» Source text
All trains on the West Coast Main Line are suspended due to damage to overhead electrical wires.
Strong winds and a “tornado” have brought down trees and caused travel disruption on roads and railways.
The south and east of England have been battered by wind and rain.
Gusts of over 80mph have been recorded and wind damage has caused major delays to travel out of London.
Hundreds of people, many travelling to Scotland for the COP26 climate summit, were left waiting at Euston station after fallen trees caused all trains to be suspended.
The disruption came as a result of damage to overhead electrical wires between Rugby and Milton Keynes on the West Coast Main Line.
London North Eastern Railway advised customers not to travel.
The railway firm said on Twitter: “Network Rail are on site and expect to be able to reopen the lines soon.
“Services will be very busy when they resume and will remain subject to disruption for the rest of the day.”

(Entries from a pointing dataset)
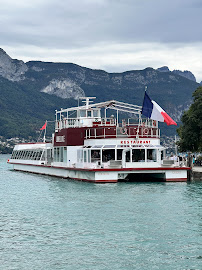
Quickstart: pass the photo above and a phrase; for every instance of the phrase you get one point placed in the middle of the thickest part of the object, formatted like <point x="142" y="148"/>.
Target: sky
<point x="113" y="35"/>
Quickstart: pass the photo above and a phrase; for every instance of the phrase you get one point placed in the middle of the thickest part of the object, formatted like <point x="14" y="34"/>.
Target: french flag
<point x="153" y="111"/>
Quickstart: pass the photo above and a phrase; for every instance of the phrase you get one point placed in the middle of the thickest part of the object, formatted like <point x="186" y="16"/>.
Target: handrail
<point x="120" y="132"/>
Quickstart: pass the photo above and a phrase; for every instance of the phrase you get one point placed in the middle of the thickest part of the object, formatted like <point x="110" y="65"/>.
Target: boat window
<point x="97" y="146"/>
<point x="95" y="113"/>
<point x="128" y="156"/>
<point x="80" y="155"/>
<point x="61" y="154"/>
<point x="119" y="154"/>
<point x="109" y="146"/>
<point x="85" y="156"/>
<point x="88" y="155"/>
<point x="138" y="155"/>
<point x="108" y="154"/>
<point x="151" y="155"/>
<point x="89" y="113"/>
<point x="95" y="155"/>
<point x="65" y="155"/>
<point x="82" y="113"/>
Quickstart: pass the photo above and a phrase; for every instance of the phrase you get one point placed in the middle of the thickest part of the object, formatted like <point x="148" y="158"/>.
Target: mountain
<point x="30" y="92"/>
<point x="187" y="74"/>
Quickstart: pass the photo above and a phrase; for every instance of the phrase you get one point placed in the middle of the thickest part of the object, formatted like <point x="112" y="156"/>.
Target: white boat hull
<point x="105" y="175"/>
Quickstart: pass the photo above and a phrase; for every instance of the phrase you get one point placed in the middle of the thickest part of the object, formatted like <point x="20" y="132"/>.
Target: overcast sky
<point x="114" y="35"/>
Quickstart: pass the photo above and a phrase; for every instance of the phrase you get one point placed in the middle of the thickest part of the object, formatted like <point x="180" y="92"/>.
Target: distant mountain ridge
<point x="30" y="92"/>
<point x="187" y="74"/>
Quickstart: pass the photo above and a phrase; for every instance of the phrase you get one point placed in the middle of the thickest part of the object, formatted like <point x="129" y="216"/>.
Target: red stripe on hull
<point x="107" y="169"/>
<point x="176" y="180"/>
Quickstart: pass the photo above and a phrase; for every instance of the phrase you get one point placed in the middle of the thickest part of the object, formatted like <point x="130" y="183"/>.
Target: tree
<point x="190" y="131"/>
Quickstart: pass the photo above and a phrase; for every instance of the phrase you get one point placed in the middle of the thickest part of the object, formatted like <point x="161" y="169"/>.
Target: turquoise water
<point x="50" y="223"/>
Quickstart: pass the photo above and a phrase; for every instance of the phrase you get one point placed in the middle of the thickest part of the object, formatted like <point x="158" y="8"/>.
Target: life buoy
<point x="123" y="131"/>
<point x="145" y="131"/>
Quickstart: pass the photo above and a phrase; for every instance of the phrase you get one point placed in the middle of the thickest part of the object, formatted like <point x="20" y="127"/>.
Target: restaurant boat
<point x="90" y="145"/>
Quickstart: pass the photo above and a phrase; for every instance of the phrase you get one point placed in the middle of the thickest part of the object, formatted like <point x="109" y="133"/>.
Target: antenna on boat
<point x="87" y="100"/>
<point x="44" y="137"/>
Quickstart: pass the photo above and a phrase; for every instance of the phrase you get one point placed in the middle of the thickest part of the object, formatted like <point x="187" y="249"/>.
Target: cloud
<point x="115" y="35"/>
<point x="120" y="57"/>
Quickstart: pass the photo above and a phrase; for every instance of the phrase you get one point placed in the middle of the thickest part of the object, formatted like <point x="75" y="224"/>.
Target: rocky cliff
<point x="32" y="91"/>
<point x="187" y="74"/>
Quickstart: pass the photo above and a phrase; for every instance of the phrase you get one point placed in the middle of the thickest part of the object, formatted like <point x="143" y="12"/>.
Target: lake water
<point x="48" y="223"/>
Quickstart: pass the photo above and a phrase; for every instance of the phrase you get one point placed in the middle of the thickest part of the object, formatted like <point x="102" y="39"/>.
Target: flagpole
<point x="44" y="138"/>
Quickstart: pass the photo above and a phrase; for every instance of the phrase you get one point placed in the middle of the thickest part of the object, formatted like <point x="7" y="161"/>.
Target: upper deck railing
<point x="133" y="131"/>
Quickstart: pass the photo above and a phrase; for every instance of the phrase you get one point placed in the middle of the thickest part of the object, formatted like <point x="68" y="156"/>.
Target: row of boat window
<point x="27" y="154"/>
<point x="87" y="155"/>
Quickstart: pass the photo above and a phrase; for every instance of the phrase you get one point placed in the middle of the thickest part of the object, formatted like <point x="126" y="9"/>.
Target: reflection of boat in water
<point x="89" y="147"/>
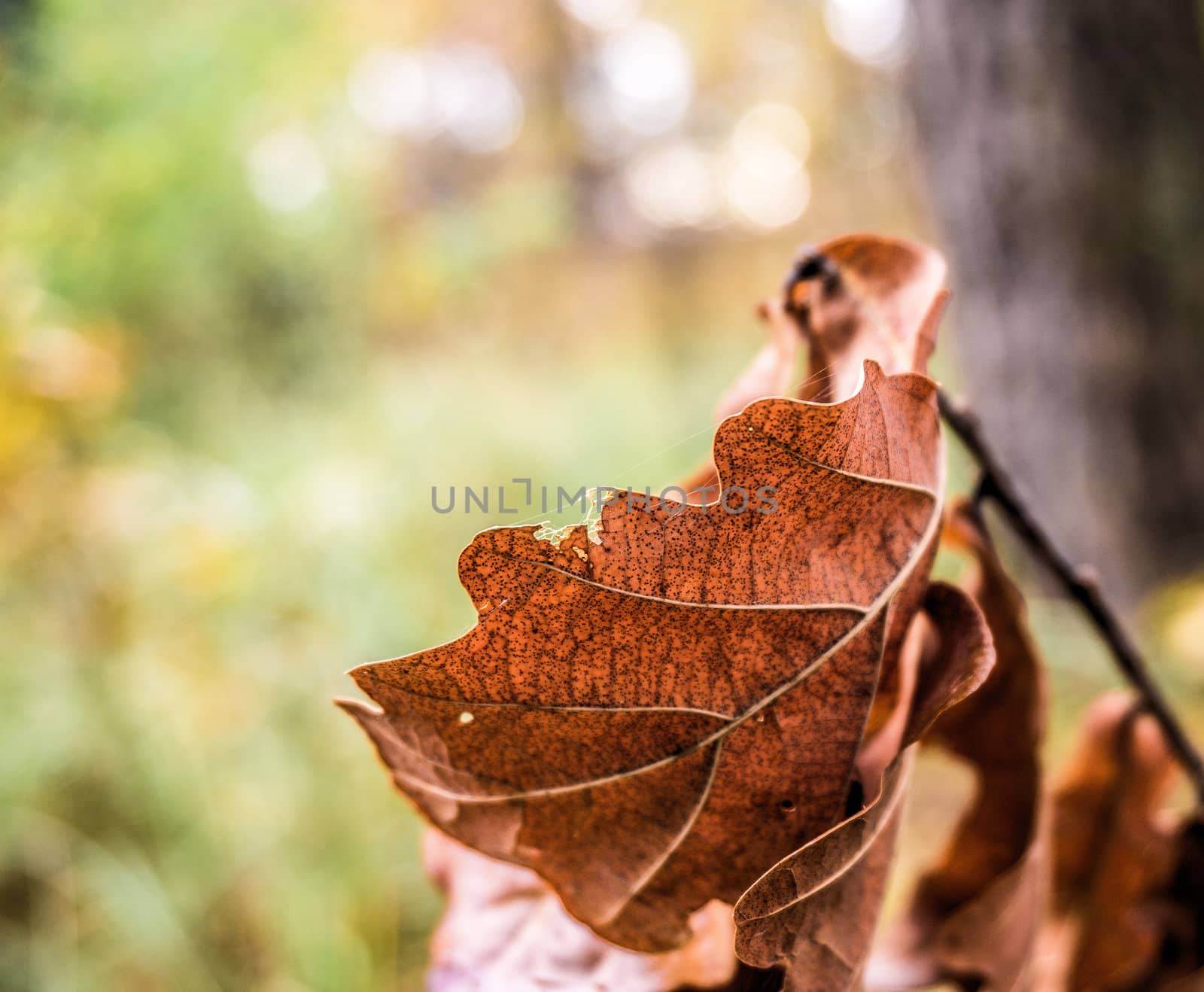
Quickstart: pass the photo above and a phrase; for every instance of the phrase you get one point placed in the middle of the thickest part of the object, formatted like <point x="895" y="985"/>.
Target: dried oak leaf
<point x="1115" y="853"/>
<point x="654" y="709"/>
<point x="974" y="917"/>
<point x="816" y="911"/>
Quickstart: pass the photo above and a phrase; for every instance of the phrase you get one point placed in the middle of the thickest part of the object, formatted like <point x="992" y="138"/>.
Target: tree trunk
<point x="1065" y="147"/>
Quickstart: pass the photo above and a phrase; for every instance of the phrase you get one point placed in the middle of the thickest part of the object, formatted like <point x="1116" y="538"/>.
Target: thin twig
<point x="996" y="484"/>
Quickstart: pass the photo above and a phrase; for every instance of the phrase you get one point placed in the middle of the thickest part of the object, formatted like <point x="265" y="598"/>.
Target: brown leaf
<point x="854" y="297"/>
<point x="975" y="914"/>
<point x="625" y="711"/>
<point x="816" y="909"/>
<point x="629" y="706"/>
<point x="865" y="297"/>
<point x="1115" y="847"/>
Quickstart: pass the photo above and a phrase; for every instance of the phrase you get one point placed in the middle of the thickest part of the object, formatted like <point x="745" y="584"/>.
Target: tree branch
<point x="996" y="484"/>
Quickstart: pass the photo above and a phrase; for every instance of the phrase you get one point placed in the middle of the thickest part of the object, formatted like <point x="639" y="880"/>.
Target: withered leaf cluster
<point x="678" y="741"/>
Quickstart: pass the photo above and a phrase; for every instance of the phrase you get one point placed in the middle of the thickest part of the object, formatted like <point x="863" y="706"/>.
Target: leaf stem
<point x="1079" y="583"/>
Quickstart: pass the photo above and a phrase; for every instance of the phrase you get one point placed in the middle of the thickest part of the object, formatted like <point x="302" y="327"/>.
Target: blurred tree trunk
<point x="1063" y="145"/>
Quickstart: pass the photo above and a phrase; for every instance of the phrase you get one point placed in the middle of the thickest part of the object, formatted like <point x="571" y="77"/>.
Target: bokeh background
<point x="269" y="273"/>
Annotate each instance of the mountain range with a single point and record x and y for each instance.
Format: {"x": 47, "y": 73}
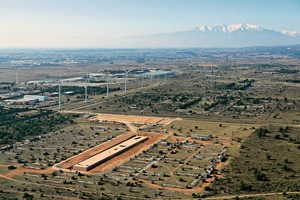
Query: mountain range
{"x": 215, "y": 36}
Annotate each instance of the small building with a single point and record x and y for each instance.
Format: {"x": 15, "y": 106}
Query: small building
{"x": 202, "y": 137}
{"x": 36, "y": 97}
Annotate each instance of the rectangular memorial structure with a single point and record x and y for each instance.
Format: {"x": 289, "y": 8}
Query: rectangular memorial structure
{"x": 104, "y": 156}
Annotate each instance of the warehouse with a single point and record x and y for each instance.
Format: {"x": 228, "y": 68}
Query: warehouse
{"x": 36, "y": 97}
{"x": 104, "y": 156}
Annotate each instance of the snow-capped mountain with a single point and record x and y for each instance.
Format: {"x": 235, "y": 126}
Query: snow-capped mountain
{"x": 239, "y": 28}
{"x": 229, "y": 28}
{"x": 215, "y": 36}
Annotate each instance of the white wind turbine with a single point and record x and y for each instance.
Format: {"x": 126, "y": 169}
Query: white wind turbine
{"x": 59, "y": 94}
{"x": 107, "y": 86}
{"x": 143, "y": 76}
{"x": 126, "y": 77}
{"x": 87, "y": 79}
{"x": 17, "y": 77}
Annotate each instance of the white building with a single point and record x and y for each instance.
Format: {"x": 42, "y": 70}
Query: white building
{"x": 36, "y": 97}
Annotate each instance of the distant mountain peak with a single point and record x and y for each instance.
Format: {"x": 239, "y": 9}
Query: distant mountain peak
{"x": 228, "y": 28}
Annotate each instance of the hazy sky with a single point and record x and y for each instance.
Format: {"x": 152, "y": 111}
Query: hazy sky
{"x": 88, "y": 23}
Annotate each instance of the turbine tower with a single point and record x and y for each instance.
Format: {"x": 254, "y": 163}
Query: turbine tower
{"x": 59, "y": 94}
{"x": 151, "y": 80}
{"x": 87, "y": 79}
{"x": 126, "y": 77}
{"x": 17, "y": 77}
{"x": 107, "y": 87}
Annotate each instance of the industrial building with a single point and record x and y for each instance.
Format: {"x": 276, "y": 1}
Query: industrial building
{"x": 36, "y": 97}
{"x": 157, "y": 74}
{"x": 104, "y": 156}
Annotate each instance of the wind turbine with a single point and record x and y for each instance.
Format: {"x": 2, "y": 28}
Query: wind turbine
{"x": 17, "y": 77}
{"x": 151, "y": 80}
{"x": 107, "y": 87}
{"x": 126, "y": 77}
{"x": 59, "y": 94}
{"x": 143, "y": 81}
{"x": 87, "y": 79}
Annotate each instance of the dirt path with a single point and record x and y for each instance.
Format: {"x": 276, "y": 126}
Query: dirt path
{"x": 38, "y": 194}
{"x": 251, "y": 195}
{"x": 188, "y": 191}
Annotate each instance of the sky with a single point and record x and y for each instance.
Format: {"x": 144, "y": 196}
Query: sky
{"x": 93, "y": 23}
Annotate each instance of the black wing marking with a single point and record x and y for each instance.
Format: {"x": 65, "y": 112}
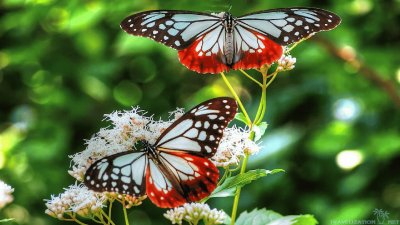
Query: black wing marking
{"x": 123, "y": 173}
{"x": 174, "y": 28}
{"x": 288, "y": 25}
{"x": 200, "y": 130}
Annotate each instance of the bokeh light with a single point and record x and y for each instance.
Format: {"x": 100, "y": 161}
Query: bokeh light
{"x": 346, "y": 109}
{"x": 349, "y": 159}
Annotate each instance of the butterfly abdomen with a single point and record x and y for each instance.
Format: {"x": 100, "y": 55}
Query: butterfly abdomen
{"x": 229, "y": 40}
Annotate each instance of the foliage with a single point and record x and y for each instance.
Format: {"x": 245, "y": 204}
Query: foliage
{"x": 64, "y": 64}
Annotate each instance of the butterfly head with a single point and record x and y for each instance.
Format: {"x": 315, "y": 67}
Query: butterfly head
{"x": 228, "y": 21}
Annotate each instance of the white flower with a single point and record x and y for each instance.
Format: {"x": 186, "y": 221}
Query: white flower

» Exercise requirements
A. Decide whether each statement below agrees with the storm disruption report, answering yes or no and quoting the words of the report that settle it. (i) Gusts of more than 80mph were recorded. (ii) The overhead wire damage was between Rugby and Milton Keynes. (iii) The north and west of England were battered by wind and rain.
B. Pick up the storm disruption report after its last sentence and write how it continues.

» Per-task answers
A. (i) Yes: "Gusts of over 80mph have been recorded". (ii) Yes: "damage to overhead electrical wires between Rugby and Milton Keynes on the West Coast Main Line". (iii) No: "The south and east of England have been battered by wind and rain."

B.
Meteorologist Tom Morgan said the Met Office could not confirm any tornadoes but would not rule them out.
He said: “It’s not out of the question that there will have been some localised, brief funnel clouds or tornadoes.”
He added that wind speeds of 87mph (140km/h) were recorded at an exposed location on the Isle of Portland in Dorset, and there were gusts of 60mph (96km/h) across Hampshire, Dorset, Wiltshire and Sussex.
In Northamptonshire, Earl Charles Spencer said a tornado hit the park at Althorp House and the Reverend Richard Coles described a tornado hitting his church in Finedon.
BBC Look East weather presenter Dan Holley said an “isolated tornado can’t be discounted”.
He said there were gusts of 69mph (111km/h) at Wittering and multiple reports of tree damage.
“This is most likely due to straight-line winds but an isolated tornado can’t be discounted,” he added.
BBC presenter and former pop musician Mr Coles tweeted they were praying for the COP26 conference at St Mary’s Church in Finedon “when we were hit by what I can only describe as a tornado”.
He said it took out a number of trees including a yew thought to date back hundreds of years.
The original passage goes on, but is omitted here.